* [Exercise instructions]:
[1] Transcribe part of the Apollo interview passage below. Begin at the words "We talk about" and stop after the words "for other reasons.".
[2] According to the Apollo interview passage below, who was the last man on the Moon?
[3] List every benefit of the Apollo program that Gordon names in the Apollo interview passage below.

* [Page extract]:
No, Gordon tells him, he stayed in the spacecraft while the others went. He starts to expand, but the boy cuts him off with an “Oh.” He lifts his eyes to the wall, smiles wanly, and moves on, much as I had with Major Don West from
Lost in Space.
The astronaut betrays no emotion.

We talk about the origin of Apollo and he takes a comfortably apolitical line on it: “Kennedy had the foresight to challenge the American people to go to the Moon … we hadn't even been in orbit at that stage … we were all saying
‘what?'
” He talks about the technological benefits of the programme: miniaturization, communications advances, better weather forecasts,
increased interest in science, and as always when enthusiasts speak this way, the figure of 24,000,000,000 1960s dollars looms like a planet in my imagination, because the claim that any meaningful technological advances would have failed to happen but for a $24 billion space programme is incredible to me. I just don't buy it. If Apollo
can
be justified – and I'm keeping an open mind on this at present – it's for other reasons.

I tell him about my encounter with Charlie and Dotty Duke on the day of Pete Conrad's death and he nods his head firmly.

“Yup. The eighth of July of 1998.”

Afterwards, I remember that it was actually 1999. I wonder if he's thought about the fact that there are only nine Moonwalkers left and one day there won't be any? His eyes go misty and he talks slowly, as if tackling a complex equation.

“Yeah … I guess it won't be very long … because twenty-four guys ventured out there … twelve walked on the Moon … then Jim Irwin, Alan Shepard and Pete Conrad … that's right, there's nine left!”

Does that worry or upset him?

“Well, we are all getting older, obviously, but the thing that's worrying me is that we haven't been back. Gene Cernan was the last man on the Moon and that's thirty years ago. So you think about that, and that's a startling thing to me, that we haven't been back there.”

Gordon had particular reason to feel disappointed at the cancellation of the final three Apollo missions, because he was due to command
18.
He could have been handed
17,
in fact, because NASA was coming under huge pressure to send a scientist up and his Lunar Module pilot, the geologist Dr. Harrison “Jack” Schmitt, was the only one. In the end, they took Schmitt and left the commander behind. I ask how he felt about that.

* [Records supplied]:
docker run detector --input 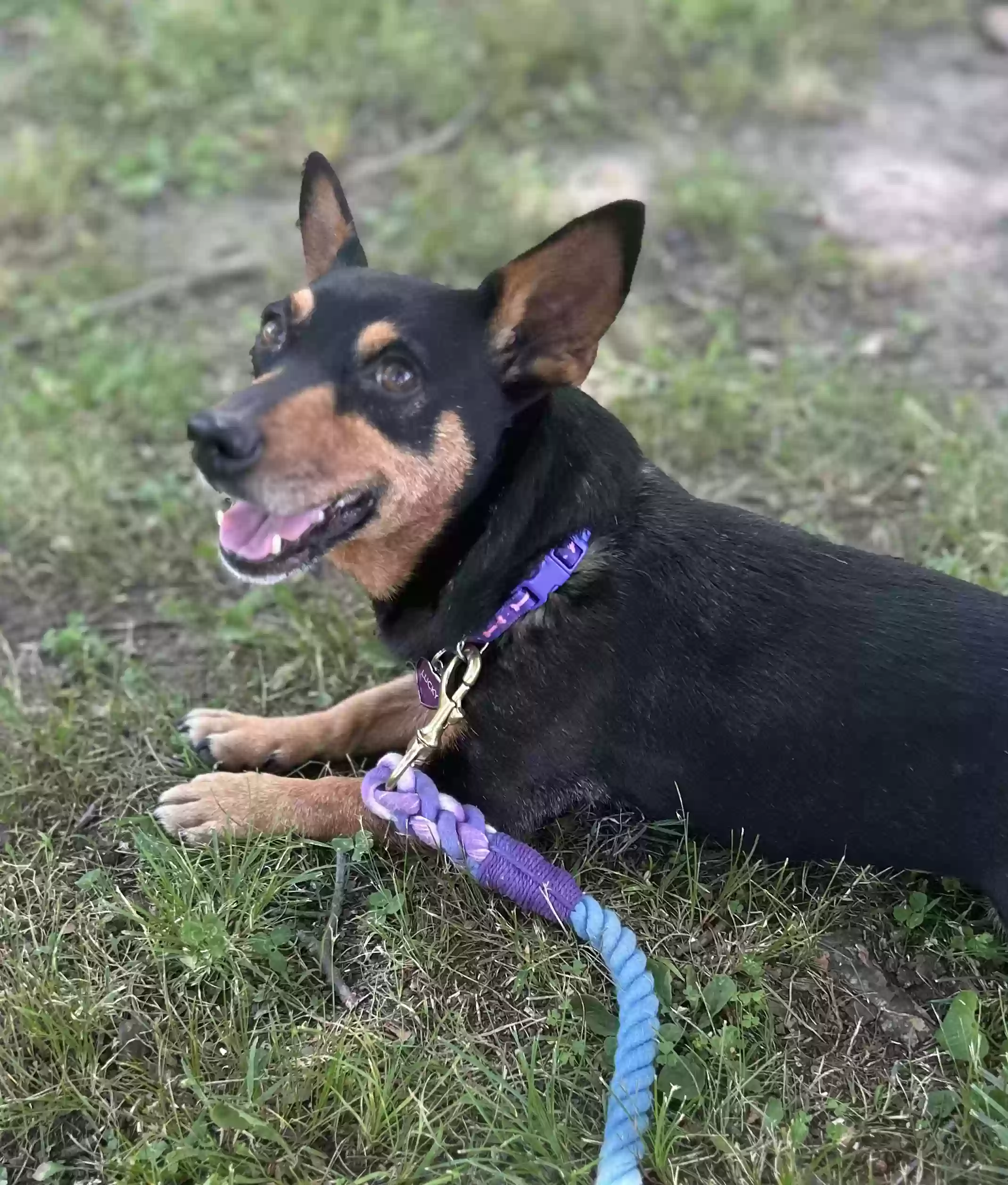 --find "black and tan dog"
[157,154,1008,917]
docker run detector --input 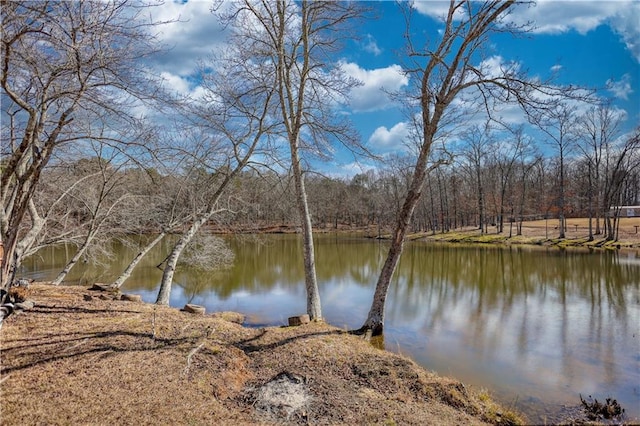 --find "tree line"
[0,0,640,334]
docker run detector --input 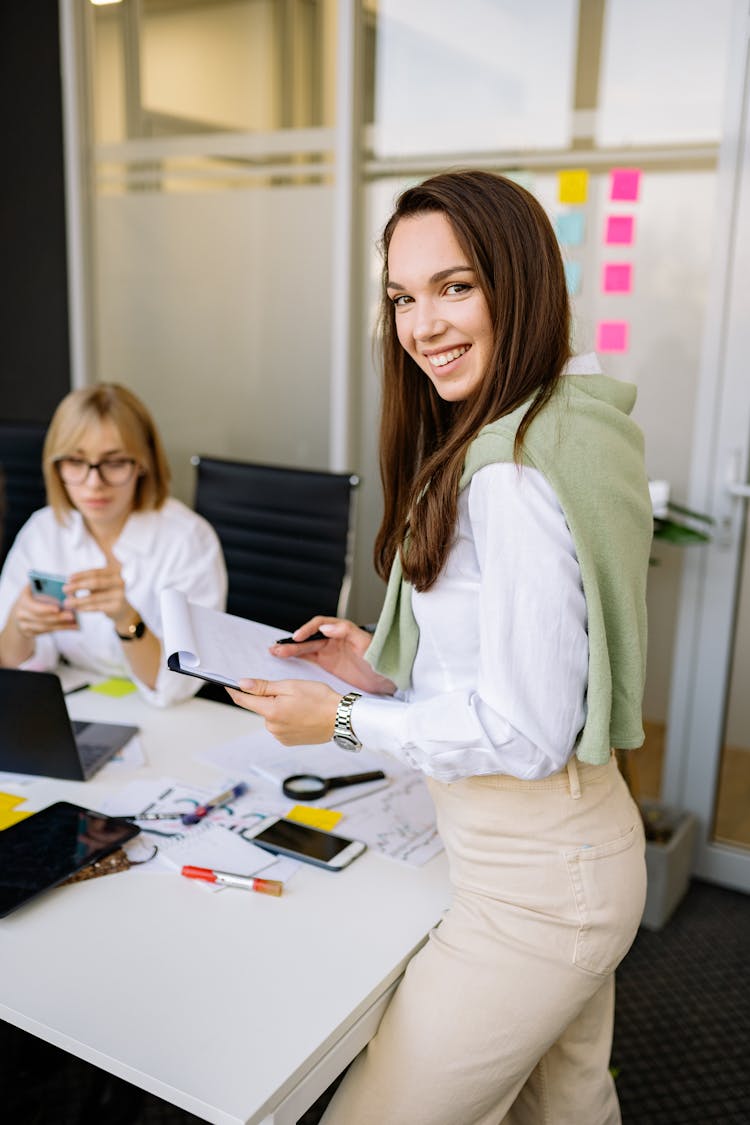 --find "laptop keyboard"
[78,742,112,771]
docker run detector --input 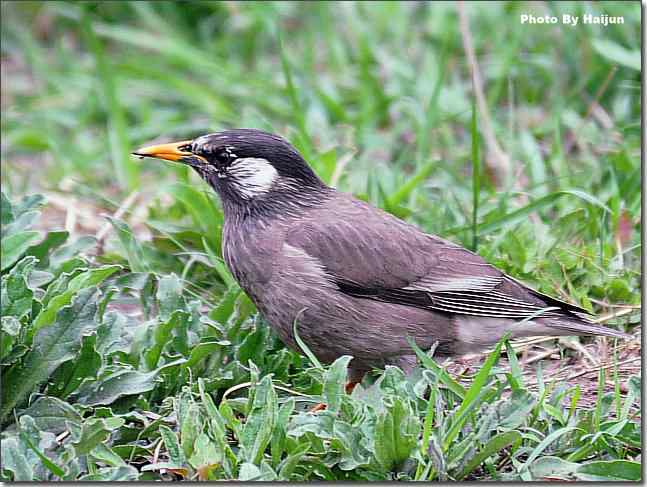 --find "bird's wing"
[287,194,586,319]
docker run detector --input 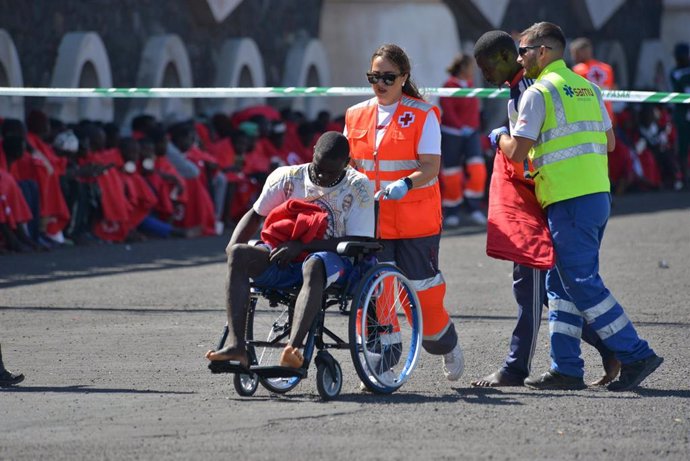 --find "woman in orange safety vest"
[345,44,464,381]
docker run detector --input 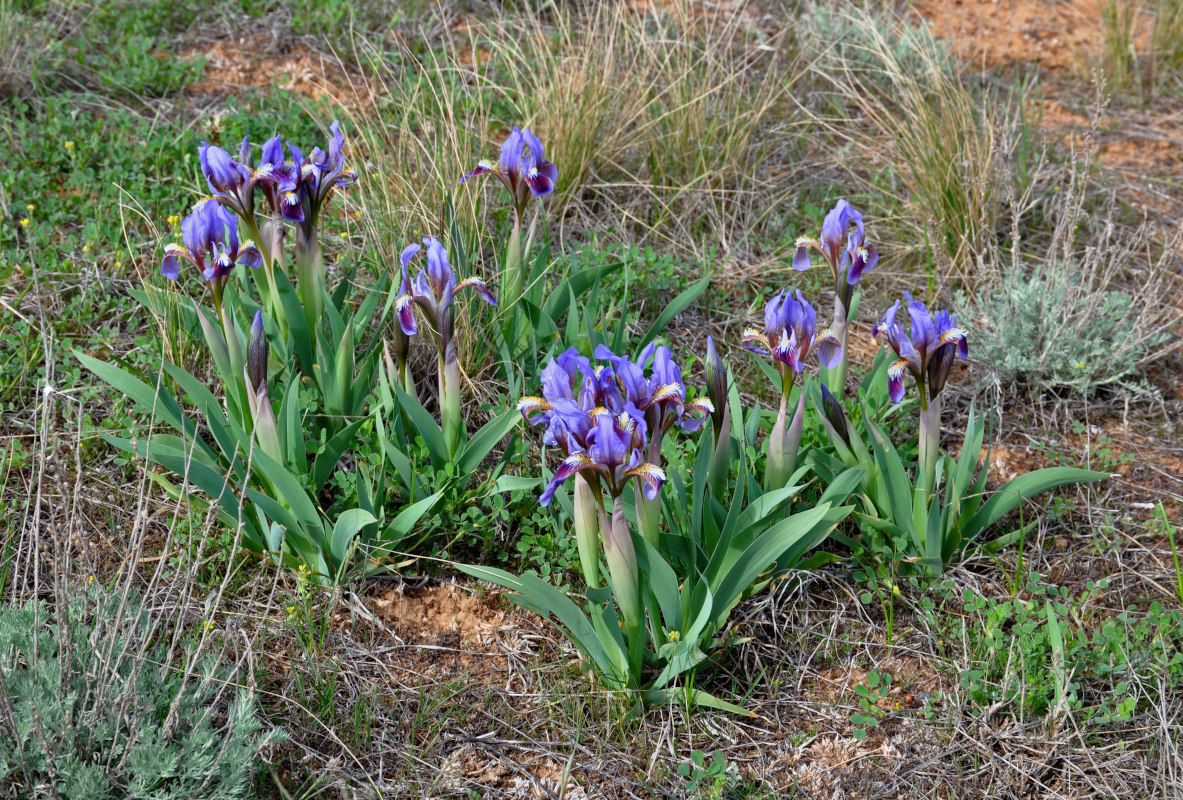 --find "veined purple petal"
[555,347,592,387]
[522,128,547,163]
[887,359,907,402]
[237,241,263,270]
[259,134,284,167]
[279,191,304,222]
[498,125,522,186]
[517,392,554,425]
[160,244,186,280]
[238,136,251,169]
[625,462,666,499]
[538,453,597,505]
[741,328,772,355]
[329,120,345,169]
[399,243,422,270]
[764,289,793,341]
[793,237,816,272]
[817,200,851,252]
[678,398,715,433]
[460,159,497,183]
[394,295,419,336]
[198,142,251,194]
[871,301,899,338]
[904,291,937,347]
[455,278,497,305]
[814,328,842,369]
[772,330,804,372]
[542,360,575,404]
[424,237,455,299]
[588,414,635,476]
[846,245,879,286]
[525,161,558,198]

* [Task-by-task results]:
[1]
We talk about the origin of Apollo and he takes a comfortably apolitical line on it: “Kennedy had the foresight to challenge the American people to go to the Moon … we hadn't even been in orbit at that stage … we were all saying
‘what?'
” He talks about the technological benefits of the programme: miniaturization, communications advances, better weather forecasts,
increased interest in science, and as always when enthusiasts speak this way, the figure of 24,000,000,000 1960s dollars looms like a planet in my imagination, because the claim that any meaningful technological advances would have failed to happen but for a $24 billion space programme is incredible to me. I just don't buy it. If Apollo
can
be justified – and I'm keeping an open mind on this at present – it's for other reasons.

[2] Gene Cernan.

[3]
Miniaturization
Communications advances
Better weather forecasts
Increased interest in science